## Task statement
Can you turn every line of the material below into a numbered list, skipping blank lines and leaving the pictures out?

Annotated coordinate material
* * * * * * *

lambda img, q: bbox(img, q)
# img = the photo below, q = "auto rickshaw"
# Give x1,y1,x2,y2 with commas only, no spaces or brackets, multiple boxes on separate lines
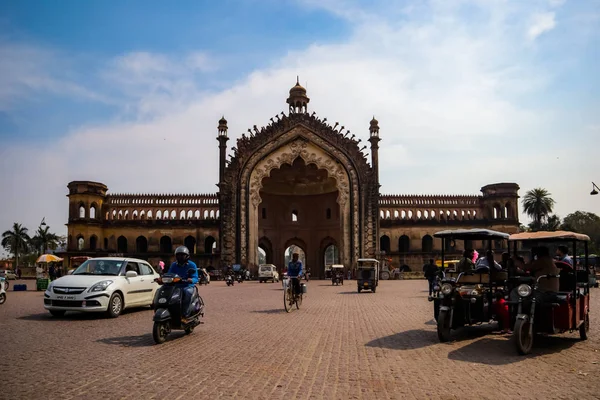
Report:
331,264,344,285
356,258,379,293
429,229,509,342
508,231,590,355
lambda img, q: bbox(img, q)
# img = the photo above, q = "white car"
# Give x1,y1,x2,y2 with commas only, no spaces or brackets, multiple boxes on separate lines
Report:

* * * * * * *

## Answer to this problem
1. lambda img, q: bbox(img, q)
2. # img = the photo below, q = "auto rickshaw"
3. # Give x1,y1,x2,y2 with commas only, no spaces or brackets, multiple boxes on separate lines
4. Report:
5. 331,264,344,285
6. 356,258,379,293
7. 429,229,509,342
8. 508,231,590,355
9. lambda img, q: bbox(img, q)
10. # img = the photo above, q = "white car"
11. # Give x1,y1,x2,y2 with commas only, no spaces or brackets, multiple boxes on separate lines
12. Report:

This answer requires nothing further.